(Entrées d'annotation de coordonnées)
******

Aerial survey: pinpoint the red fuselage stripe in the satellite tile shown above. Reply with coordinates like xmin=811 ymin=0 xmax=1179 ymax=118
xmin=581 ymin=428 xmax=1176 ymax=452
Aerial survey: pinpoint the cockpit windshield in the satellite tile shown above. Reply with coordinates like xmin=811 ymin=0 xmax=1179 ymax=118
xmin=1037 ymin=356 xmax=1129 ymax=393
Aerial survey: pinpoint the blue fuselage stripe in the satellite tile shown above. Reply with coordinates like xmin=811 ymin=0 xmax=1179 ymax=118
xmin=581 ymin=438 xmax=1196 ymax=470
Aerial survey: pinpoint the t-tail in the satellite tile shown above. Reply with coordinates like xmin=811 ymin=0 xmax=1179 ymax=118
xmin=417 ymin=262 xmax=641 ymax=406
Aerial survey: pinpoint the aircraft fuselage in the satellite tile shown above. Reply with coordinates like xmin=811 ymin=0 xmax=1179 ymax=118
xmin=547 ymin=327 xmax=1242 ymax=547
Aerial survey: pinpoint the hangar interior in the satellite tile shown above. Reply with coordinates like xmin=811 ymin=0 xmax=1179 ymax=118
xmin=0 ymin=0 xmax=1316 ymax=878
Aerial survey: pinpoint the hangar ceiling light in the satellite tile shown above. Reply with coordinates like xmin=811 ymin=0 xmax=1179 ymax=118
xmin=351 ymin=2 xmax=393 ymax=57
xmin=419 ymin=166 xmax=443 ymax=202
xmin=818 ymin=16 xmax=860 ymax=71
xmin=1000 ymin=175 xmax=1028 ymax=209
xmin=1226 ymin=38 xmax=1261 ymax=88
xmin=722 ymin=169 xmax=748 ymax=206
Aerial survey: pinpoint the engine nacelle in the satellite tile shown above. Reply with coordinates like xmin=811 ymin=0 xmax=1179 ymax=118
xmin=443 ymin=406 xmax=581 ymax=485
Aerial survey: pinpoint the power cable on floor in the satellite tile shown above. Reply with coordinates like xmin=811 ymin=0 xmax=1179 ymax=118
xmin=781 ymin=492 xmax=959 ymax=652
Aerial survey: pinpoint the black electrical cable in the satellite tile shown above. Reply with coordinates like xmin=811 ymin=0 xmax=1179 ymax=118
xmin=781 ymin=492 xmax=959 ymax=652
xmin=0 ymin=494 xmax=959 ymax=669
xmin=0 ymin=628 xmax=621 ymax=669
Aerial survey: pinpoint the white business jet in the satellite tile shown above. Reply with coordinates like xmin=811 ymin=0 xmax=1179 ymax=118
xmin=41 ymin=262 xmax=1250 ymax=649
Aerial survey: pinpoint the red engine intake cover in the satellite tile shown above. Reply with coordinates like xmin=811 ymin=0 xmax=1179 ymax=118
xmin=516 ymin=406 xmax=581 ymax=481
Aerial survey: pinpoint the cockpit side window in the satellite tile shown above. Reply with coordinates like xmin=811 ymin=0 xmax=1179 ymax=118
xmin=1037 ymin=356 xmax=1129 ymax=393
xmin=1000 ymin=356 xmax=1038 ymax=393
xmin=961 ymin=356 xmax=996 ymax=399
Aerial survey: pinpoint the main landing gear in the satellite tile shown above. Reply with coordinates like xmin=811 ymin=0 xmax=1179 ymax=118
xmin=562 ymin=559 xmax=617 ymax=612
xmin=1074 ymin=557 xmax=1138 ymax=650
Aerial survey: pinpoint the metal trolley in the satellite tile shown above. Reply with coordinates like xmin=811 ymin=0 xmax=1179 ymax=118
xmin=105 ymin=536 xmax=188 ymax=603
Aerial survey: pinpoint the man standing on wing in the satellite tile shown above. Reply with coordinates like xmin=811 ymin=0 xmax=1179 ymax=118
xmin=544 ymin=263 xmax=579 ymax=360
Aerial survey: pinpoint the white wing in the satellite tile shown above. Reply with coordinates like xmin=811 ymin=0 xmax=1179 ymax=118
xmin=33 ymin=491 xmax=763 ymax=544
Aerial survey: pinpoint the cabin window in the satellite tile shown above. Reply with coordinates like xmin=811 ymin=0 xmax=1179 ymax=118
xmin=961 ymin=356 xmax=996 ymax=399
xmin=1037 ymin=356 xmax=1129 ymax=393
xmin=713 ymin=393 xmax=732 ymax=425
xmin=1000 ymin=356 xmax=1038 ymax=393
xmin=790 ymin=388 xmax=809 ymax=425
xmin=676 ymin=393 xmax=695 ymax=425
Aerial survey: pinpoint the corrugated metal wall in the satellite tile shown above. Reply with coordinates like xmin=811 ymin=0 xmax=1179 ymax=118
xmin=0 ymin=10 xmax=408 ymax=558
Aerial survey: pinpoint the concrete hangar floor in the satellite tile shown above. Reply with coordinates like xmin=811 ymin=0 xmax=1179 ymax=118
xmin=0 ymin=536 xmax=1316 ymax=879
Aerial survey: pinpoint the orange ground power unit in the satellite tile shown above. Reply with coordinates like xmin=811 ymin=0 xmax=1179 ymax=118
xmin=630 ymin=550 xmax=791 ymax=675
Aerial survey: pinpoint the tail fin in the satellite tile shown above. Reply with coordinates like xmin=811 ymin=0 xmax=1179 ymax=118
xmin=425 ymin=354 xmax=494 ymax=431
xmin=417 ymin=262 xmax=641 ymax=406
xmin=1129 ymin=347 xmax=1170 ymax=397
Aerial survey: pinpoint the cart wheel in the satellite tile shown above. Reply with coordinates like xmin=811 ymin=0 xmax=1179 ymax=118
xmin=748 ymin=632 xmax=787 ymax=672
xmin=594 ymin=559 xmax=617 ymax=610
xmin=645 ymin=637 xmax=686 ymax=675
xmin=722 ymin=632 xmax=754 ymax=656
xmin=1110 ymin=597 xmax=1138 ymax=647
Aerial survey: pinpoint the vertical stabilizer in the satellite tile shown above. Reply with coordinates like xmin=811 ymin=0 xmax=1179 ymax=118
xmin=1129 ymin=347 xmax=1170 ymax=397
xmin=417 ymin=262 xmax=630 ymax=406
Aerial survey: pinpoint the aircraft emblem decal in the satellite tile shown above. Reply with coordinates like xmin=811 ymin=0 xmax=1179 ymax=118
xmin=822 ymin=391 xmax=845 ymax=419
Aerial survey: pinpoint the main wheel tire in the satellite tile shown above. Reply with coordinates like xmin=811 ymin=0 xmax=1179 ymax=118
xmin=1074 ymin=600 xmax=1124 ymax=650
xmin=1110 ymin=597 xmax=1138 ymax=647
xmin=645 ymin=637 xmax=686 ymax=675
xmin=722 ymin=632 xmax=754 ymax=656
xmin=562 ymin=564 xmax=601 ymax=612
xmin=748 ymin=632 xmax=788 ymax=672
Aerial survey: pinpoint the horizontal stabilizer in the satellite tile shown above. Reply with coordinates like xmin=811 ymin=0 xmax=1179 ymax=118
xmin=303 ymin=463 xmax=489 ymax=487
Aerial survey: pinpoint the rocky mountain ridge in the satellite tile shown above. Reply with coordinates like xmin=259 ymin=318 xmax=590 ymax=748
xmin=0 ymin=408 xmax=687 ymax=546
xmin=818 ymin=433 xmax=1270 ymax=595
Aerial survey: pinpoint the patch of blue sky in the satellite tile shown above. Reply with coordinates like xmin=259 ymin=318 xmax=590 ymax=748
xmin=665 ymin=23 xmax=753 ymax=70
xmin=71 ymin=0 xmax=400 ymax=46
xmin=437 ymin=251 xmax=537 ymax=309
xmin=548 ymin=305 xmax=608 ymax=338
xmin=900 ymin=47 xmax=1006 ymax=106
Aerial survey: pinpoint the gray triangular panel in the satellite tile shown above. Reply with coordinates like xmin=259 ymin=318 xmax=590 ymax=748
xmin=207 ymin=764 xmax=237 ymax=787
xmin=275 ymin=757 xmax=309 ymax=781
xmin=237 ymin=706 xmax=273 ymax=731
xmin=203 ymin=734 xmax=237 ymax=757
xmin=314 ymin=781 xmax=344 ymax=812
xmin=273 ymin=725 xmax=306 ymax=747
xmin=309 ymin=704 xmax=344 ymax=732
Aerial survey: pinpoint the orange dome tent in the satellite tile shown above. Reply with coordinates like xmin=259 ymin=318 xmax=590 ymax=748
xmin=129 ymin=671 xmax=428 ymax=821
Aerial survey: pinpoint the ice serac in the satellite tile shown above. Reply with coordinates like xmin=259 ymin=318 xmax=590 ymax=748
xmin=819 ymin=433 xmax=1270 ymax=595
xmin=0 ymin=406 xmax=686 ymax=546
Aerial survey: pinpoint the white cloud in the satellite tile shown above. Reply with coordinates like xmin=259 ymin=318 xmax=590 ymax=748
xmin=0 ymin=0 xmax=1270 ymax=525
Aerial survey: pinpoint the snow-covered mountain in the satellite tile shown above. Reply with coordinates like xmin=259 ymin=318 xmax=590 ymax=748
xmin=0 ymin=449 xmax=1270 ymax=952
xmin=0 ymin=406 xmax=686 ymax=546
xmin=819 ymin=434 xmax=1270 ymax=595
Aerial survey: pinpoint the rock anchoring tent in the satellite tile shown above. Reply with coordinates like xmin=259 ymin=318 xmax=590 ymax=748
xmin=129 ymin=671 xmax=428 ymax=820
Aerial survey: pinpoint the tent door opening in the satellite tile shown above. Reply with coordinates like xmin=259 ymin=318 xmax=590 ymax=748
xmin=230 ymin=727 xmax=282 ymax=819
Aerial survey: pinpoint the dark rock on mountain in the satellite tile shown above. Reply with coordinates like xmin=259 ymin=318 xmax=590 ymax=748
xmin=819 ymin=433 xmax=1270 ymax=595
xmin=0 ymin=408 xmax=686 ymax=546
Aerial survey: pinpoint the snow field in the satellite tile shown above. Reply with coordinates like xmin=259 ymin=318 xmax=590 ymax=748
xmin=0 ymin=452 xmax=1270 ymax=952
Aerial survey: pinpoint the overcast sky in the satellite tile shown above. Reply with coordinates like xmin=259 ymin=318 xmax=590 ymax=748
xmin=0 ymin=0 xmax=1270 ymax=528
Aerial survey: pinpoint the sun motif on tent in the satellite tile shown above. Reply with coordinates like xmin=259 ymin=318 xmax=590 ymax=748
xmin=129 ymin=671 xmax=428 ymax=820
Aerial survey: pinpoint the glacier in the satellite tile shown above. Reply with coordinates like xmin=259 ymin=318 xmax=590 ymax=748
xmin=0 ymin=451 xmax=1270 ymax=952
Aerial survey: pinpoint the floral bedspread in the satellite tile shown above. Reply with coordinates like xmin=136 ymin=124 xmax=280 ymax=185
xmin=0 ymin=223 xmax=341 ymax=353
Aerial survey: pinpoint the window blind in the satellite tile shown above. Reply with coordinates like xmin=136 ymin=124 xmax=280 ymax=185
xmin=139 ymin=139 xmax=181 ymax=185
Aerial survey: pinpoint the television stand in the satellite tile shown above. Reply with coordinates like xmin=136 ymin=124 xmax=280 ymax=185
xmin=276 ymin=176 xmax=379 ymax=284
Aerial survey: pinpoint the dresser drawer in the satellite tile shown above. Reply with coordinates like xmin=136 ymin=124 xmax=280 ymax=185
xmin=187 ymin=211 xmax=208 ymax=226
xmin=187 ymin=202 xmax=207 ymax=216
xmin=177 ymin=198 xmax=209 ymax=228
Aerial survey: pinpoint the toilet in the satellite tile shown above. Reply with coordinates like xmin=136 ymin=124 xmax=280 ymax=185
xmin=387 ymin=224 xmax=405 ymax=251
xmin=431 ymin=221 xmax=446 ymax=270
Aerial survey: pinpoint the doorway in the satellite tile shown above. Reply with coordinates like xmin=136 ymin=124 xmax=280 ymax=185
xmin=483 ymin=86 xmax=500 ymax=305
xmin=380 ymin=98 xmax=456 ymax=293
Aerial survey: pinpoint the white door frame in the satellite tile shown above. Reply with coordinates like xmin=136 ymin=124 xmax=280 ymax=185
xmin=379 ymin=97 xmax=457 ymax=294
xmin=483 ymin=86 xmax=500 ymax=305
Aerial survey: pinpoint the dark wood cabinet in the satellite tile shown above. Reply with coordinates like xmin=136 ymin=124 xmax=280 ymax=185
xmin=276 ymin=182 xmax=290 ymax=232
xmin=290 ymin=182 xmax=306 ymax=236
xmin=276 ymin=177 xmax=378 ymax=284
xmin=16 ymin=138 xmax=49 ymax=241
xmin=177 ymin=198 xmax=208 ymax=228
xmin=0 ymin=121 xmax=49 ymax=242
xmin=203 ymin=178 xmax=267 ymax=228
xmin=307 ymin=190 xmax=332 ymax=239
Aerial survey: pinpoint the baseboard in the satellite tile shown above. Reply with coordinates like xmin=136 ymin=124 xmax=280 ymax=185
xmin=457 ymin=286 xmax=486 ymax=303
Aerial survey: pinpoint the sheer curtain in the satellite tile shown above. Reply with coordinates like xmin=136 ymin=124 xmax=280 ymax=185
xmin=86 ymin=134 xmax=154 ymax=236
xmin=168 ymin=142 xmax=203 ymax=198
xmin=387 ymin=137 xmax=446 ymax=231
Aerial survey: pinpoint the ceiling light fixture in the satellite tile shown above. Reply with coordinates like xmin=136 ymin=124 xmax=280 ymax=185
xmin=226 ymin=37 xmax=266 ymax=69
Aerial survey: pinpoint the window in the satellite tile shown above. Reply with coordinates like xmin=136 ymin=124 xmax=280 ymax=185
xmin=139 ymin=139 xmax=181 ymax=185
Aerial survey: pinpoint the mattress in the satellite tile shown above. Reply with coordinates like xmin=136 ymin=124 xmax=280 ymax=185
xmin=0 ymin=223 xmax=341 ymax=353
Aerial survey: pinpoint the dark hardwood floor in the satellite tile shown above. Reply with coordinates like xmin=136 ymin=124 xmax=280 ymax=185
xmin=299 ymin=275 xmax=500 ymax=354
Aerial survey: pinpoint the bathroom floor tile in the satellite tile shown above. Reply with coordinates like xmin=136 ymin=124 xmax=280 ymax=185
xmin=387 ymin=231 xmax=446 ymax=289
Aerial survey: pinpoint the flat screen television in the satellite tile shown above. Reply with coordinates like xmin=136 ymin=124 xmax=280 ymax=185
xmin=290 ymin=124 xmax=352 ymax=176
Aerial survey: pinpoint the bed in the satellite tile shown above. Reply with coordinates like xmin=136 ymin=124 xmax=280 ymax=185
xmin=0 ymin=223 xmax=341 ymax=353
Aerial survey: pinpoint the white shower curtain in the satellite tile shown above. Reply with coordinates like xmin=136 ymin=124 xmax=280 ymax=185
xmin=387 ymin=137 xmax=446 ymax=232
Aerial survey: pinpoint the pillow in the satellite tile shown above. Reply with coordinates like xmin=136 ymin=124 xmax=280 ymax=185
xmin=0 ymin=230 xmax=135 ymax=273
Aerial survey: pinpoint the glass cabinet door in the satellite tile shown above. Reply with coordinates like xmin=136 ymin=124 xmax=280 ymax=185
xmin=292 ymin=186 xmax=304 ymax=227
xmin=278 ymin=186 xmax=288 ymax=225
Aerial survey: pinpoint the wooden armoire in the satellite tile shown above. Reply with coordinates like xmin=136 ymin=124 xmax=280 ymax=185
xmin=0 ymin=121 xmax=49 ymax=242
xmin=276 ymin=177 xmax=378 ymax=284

******

Votre tâche:
Pouvez-vous recopier à l'identique le passage qui s'ouvre sur la ligne contenant « Aerial survey: pinpoint the mattress » et se ferme sur la ligne contenant « xmin=299 ymin=275 xmax=500 ymax=354 », ces deux lignes incluses ?

Réponse attendue:
Aerial survey: pinpoint the mattress in the satellite tile shown above. Reply with coordinates like xmin=136 ymin=124 xmax=280 ymax=185
xmin=0 ymin=223 xmax=341 ymax=353
Aerial survey: pinpoint the dark hardwood floor in the satellite tile shown above. Reply with coordinates like xmin=136 ymin=124 xmax=280 ymax=185
xmin=299 ymin=275 xmax=500 ymax=354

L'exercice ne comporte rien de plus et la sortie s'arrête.